━━ TASK INPUTS

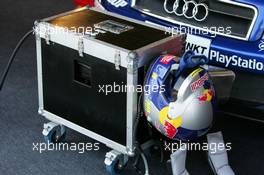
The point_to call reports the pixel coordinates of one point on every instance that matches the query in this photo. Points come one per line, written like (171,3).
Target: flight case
(75,68)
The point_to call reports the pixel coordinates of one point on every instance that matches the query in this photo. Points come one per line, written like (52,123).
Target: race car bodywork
(238,46)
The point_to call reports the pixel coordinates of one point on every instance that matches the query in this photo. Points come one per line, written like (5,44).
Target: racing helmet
(179,96)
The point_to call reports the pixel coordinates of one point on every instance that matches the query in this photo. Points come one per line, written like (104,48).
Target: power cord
(12,57)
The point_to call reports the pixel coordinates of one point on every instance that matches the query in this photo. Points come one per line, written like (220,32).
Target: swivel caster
(115,162)
(53,132)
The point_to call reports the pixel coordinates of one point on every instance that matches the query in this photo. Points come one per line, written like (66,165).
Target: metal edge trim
(39,74)
(132,80)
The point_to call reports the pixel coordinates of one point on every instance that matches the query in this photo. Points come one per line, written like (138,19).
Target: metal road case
(72,66)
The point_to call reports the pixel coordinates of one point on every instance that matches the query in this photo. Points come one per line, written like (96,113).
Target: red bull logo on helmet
(200,82)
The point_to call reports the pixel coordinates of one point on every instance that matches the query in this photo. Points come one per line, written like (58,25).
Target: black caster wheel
(53,133)
(115,168)
(115,163)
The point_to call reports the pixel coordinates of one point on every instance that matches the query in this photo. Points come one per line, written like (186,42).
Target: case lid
(108,36)
(112,30)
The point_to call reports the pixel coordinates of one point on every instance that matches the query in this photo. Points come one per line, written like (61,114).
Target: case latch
(47,35)
(117,60)
(132,61)
(80,46)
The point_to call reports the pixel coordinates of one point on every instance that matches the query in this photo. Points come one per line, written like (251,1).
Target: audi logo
(188,8)
(261,46)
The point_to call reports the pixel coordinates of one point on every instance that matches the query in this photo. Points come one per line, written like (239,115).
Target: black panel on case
(71,91)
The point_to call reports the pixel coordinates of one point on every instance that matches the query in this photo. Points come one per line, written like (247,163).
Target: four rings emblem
(188,8)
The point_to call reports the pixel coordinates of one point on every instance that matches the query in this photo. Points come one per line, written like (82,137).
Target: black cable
(11,58)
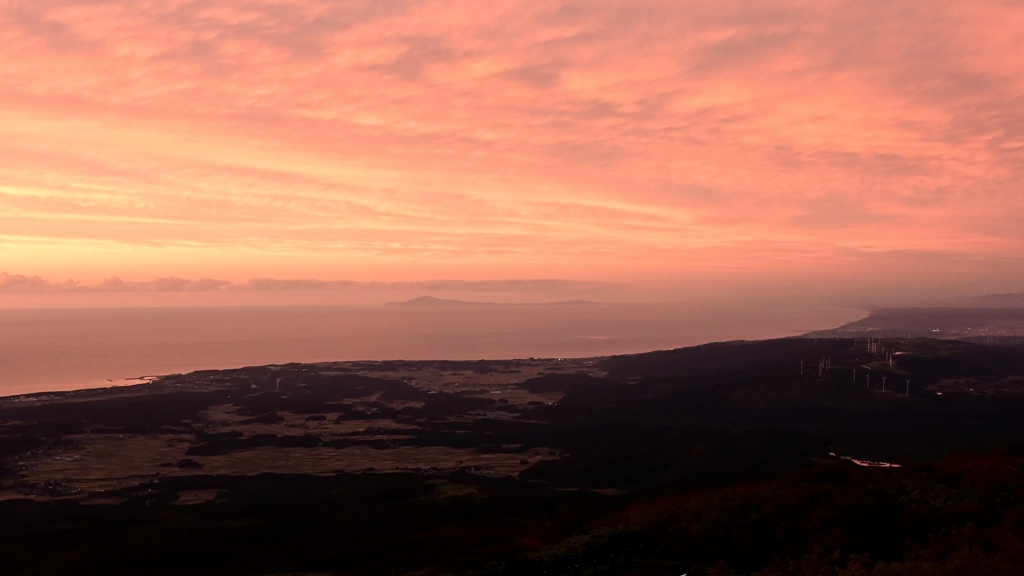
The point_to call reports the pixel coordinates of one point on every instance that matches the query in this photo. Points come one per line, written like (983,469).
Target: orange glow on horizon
(823,145)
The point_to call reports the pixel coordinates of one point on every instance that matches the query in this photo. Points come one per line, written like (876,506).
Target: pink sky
(170,150)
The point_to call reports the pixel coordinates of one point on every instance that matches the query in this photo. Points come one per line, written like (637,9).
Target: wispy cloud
(608,138)
(36,284)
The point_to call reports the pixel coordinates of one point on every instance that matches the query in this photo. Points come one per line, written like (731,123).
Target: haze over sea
(72,348)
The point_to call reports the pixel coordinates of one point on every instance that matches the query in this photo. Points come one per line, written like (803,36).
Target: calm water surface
(50,350)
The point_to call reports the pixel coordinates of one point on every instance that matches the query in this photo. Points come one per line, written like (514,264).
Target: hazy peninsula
(664,462)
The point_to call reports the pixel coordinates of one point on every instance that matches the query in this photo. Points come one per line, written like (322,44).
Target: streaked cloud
(36,284)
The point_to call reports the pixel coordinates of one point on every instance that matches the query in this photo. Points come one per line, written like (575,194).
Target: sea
(50,350)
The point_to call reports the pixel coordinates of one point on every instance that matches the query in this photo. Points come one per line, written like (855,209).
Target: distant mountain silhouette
(432,301)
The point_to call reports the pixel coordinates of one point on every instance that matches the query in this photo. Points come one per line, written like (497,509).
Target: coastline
(112,347)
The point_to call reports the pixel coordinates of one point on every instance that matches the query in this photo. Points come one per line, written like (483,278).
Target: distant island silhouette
(438,302)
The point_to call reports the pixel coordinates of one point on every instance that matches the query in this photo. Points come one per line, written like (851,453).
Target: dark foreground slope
(727,458)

━━━━

STATED PROBLEM =
Using the material above, set down every line exactly, but skip the pictures.

SOLUTION TO THE EXERCISE =
The point_to call reports the pixel coordinates of one point on every instance that matches the query in this photo. Points come one per line, written like (171,3).
Target: flight case
(75,68)
The point_to call reports the pixel coordinates of one point on every instance that matches the query in this photo. Points come one per line, written like (52,123).
Target: race car bodywork
(238,46)
The point_to call reports the pixel coordinates of one point on every instance that matches the query in this photo. Points come one per line, written like (5,44).
Target: racing helmet
(179,96)
The point_to call reports the pixel coordinates of one point on every instance that matches the query in this photo. Points come one per line, written like (104,48).
Target: power cord
(12,57)
The point_to call reports the pixel coordinates of one point on every instance that matches the query in this photo. Points come one per line, written like (220,32).
Target: swivel caster
(115,162)
(53,132)
The point_to call reports the pixel coordinates of one point on every instance that matches the query in this photo. Points come one per line, written like (66,165).
Target: metal edge trim
(39,74)
(132,80)
The point_to call reports the pixel coordinates of one point on every instance that matches the query in this photo. Points come one per line, written like (138,19).
Target: metal road case
(72,66)
The point_to call reports the pixel coordinates of one point on every instance that matches the query in this photo. Points come one per line, written like (96,113).
Target: red bull logo on helmet
(200,82)
The point_to call reports the pixel coordinates of one point on every instance that matches the query in this photo. Points come one per line, written like (58,25).
Target: black caster wheel
(53,133)
(115,168)
(115,163)
The point_to call reports the pixel coordinates of one point on every instance that matches the query in this photo. Points come one per line, written like (186,42).
Target: case lid
(108,36)
(112,30)
The point_to call reports the pixel coordinates of one point on every instance that matches the query in this photo. Points come one per line, written like (61,114).
Target: case latch
(47,35)
(117,60)
(132,61)
(80,46)
The point_to call reports the pixel coordinates of one point on every instance that matches the query in this photo. Points come one per line, written like (251,1).
Target: audi logo
(188,8)
(261,46)
The point_to call reports the pixel coordinates of one point on every instance that matches the query in this photo. Points come one per line, written like (239,115).
Target: black panel on case
(71,91)
The point_to call reports the pixel coordinates of one point on every instance that matches the query in this photo. Points come one per line, written like (247,163).
Target: four rings emblem
(188,8)
The point_to call reports the pixel coordinates of one point on every instance that matches the query in this photo. Points come one per line, written like (82,137).
Target: black cable
(11,58)
The point_to call reports the pixel coordinates of one point on every instance that matches the query in this photo. Points come one per line, written like (983,469).
Target: orange glow on horizon
(823,145)
The point_to call reports the pixel coordinates of one point on every instance that matches the query in this photo. Points come one per line, written like (876,506).
Target: pink sky
(170,150)
The point_to call reports the pixel coordinates of one point on every instance that matches the query in this photo. Points come one per line, written like (637,9).
Target: wispy cloud
(608,138)
(36,284)
The point_to call reports the pixel coordinates of one point on every instance that matches the query in this photo. Points come one per line, written like (731,123).
Target: haze over sea
(72,348)
The point_to call reports the pixel coordinates of one point on every instance that matches the query in this photo. Points come one per line, written like (803,36).
Target: calm water surface
(50,350)
The point_to call reports the pixel coordinates of one point on every instance that matches the query in this photo. Points come one per line, written like (514,264).
Target: hazy peninsula
(664,462)
The point_to call reports the pixel coordinates of one point on every instance that matches the query in this photo. Points come one per line, written like (322,44).
Target: streaked cloud
(36,284)
The point_to call reports the pixel coordinates of one point on every instance that matches the query in this photo. Points come one per line, written like (575,194).
Target: sea
(50,350)
The point_to call reports the pixel coordinates of one point on every instance that matches the query in this photo. Points come one per line, written like (855,209).
Target: distant mountain silhouette
(432,301)
The point_to call reports the pixel coordinates of one point on every instance that matches the query in this photo. Points come one per line, written like (497,509).
Target: coastline
(112,347)
The point_to call reports the pixel coordinates of one point on every instance that matches the query in this photo. Points come one per line, written like (483,278).
Target: distant island silhouette
(438,302)
The point_to call reports the pixel coordinates of one point on every instance that matches the query in this photo. Points come one per line, written like (851,453).
Target: dark foreground slope
(727,458)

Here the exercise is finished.